**Problem:**
Format every line of the records below as a JSON list of strings, with one string per line and blank lines omitted.

—————

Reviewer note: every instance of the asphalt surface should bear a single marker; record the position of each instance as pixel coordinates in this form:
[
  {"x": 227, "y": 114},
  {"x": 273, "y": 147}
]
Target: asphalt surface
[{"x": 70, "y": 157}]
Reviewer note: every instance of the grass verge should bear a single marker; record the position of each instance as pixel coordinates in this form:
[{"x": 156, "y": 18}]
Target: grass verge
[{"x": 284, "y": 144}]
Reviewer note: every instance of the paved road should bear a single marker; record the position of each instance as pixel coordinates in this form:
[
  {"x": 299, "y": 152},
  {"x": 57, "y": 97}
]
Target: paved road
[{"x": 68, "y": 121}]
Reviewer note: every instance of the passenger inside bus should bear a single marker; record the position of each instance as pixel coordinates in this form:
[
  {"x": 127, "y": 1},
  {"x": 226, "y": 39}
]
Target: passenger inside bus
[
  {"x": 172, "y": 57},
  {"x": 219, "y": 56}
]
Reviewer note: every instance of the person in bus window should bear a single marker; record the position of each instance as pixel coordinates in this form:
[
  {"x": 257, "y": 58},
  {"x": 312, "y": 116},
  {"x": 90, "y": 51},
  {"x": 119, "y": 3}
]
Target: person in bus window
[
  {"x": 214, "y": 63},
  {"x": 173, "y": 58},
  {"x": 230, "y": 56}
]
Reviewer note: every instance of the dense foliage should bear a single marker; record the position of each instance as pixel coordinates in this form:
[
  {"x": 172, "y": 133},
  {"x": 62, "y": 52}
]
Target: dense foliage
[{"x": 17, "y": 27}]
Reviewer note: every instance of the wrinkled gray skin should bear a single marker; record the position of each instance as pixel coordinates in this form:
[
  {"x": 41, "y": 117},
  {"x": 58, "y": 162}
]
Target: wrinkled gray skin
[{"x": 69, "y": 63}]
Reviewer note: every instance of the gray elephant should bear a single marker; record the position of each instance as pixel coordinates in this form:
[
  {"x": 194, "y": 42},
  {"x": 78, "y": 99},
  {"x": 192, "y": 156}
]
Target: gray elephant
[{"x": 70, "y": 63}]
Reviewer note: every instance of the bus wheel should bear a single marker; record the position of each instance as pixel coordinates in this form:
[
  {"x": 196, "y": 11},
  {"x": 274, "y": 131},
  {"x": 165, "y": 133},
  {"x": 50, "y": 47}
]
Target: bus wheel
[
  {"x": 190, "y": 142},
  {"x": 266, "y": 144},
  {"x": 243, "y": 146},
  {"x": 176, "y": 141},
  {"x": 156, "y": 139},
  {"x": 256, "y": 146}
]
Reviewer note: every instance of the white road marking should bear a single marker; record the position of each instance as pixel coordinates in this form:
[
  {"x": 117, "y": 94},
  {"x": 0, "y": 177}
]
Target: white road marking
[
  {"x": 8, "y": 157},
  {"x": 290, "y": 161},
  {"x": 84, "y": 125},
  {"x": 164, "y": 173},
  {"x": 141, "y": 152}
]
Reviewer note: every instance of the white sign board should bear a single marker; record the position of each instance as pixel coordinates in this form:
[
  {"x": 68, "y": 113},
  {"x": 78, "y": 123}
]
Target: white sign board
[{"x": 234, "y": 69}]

—————

**Answer to the exercise:**
[
  "Reviewer note: every instance of the asphalt surface should bear a single marker; record the position of each instance as pixel coordinates in this form:",
  "[",
  "  {\"x\": 227, \"y\": 114},",
  "  {\"x\": 273, \"y\": 147}",
  "]",
  "Target: asphalt surface",
  "[{\"x\": 70, \"y\": 157}]",
  "Reviewer note: every instance of the grass verge should bear a single marker; record the position of each instance as pixel coordinates in this form:",
  "[{\"x\": 156, \"y\": 18}]",
  "Target: grass verge",
  "[{\"x\": 284, \"y\": 144}]",
  "Reviewer note: every instance of the paved road should bear a single marker; record the position of each instance as pixel coordinates in this form:",
  "[",
  "  {\"x\": 299, \"y\": 152},",
  "  {\"x\": 57, \"y\": 97}",
  "]",
  "Target: paved road",
  "[{\"x\": 68, \"y\": 121}]",
  "Reviewer note: every instance of the passenger inside bus should bear a single marker; record the position of each instance as pixel coordinates in this form:",
  "[",
  "  {\"x\": 127, \"y\": 1},",
  "  {\"x\": 226, \"y\": 39}",
  "]",
  "Target: passenger inside bus",
  "[",
  "  {\"x\": 172, \"y\": 57},",
  "  {\"x\": 219, \"y\": 56}",
  "]",
  "Reviewer note: every instance of the person in bus window should bear a single marker; record the position of each instance as pixel coordinates in this form:",
  "[",
  "  {\"x\": 257, \"y\": 58},",
  "  {\"x\": 312, \"y\": 116},",
  "  {\"x\": 90, \"y\": 51},",
  "  {\"x\": 119, \"y\": 3}",
  "]",
  "Target: person in bus window",
  "[",
  "  {\"x\": 214, \"y\": 63},",
  "  {\"x\": 173, \"y\": 58},",
  "  {\"x\": 230, \"y\": 56}",
  "]",
  "Reviewer note: every instance of the dense foliage should bear a single marker; record the position of each instance as pixel coordinates in this form:",
  "[",
  "  {\"x\": 172, \"y\": 133},",
  "  {\"x\": 62, \"y\": 52}",
  "]",
  "Target: dense foliage",
  "[{\"x\": 17, \"y\": 27}]",
  "Reviewer note: every instance of the wrinkled gray skin should bear a single marker; record the position of each instance as pixel coordinates in this form:",
  "[",
  "  {\"x\": 41, \"y\": 117},",
  "  {\"x\": 58, \"y\": 162}",
  "]",
  "Target: wrinkled gray skin",
  "[{\"x\": 69, \"y\": 63}]",
  "Reviewer note: every instance of the gray elephant should bear a single marker; record the position of each instance as pixel coordinates in this form:",
  "[",
  "  {\"x\": 194, \"y\": 42},",
  "  {\"x\": 78, \"y\": 99},",
  "  {\"x\": 192, \"y\": 156}",
  "]",
  "Target: gray elephant",
  "[{\"x\": 70, \"y\": 63}]",
  "Reviewer note: every instance of the bus wheel should bear a single marker; record the position of each instance as pixel coordinates in this form:",
  "[",
  "  {\"x\": 196, \"y\": 11},",
  "  {\"x\": 274, \"y\": 131},",
  "  {\"x\": 165, \"y\": 133},",
  "  {\"x\": 50, \"y\": 47}",
  "]",
  "Target: bus wheel",
  "[",
  "  {\"x\": 190, \"y\": 142},",
  "  {\"x\": 266, \"y\": 144},",
  "  {\"x\": 243, \"y\": 146},",
  "  {\"x\": 176, \"y\": 141},",
  "  {\"x\": 156, \"y\": 139},",
  "  {\"x\": 256, \"y\": 146}",
  "]",
  "Reviewer note: every instance of the white road marking should bear a single marker; record the position of each instance as pixel coordinates in this form:",
  "[",
  "  {\"x\": 117, \"y\": 94},",
  "  {\"x\": 0, \"y\": 177}",
  "]",
  "Target: white road marking",
  "[",
  "  {\"x\": 8, \"y\": 157},",
  "  {\"x\": 290, \"y\": 161},",
  "  {\"x\": 84, \"y\": 125},",
  "  {\"x\": 164, \"y\": 173},",
  "  {\"x\": 141, \"y\": 152}",
  "]",
  "Reviewer note: every instance of the white sign board should bear a single marker; record the position of each instance as pixel coordinates in this form:",
  "[",
  "  {\"x\": 68, \"y\": 113},",
  "  {\"x\": 78, \"y\": 123}",
  "]",
  "Target: white sign board",
  "[{\"x\": 234, \"y\": 69}]"
]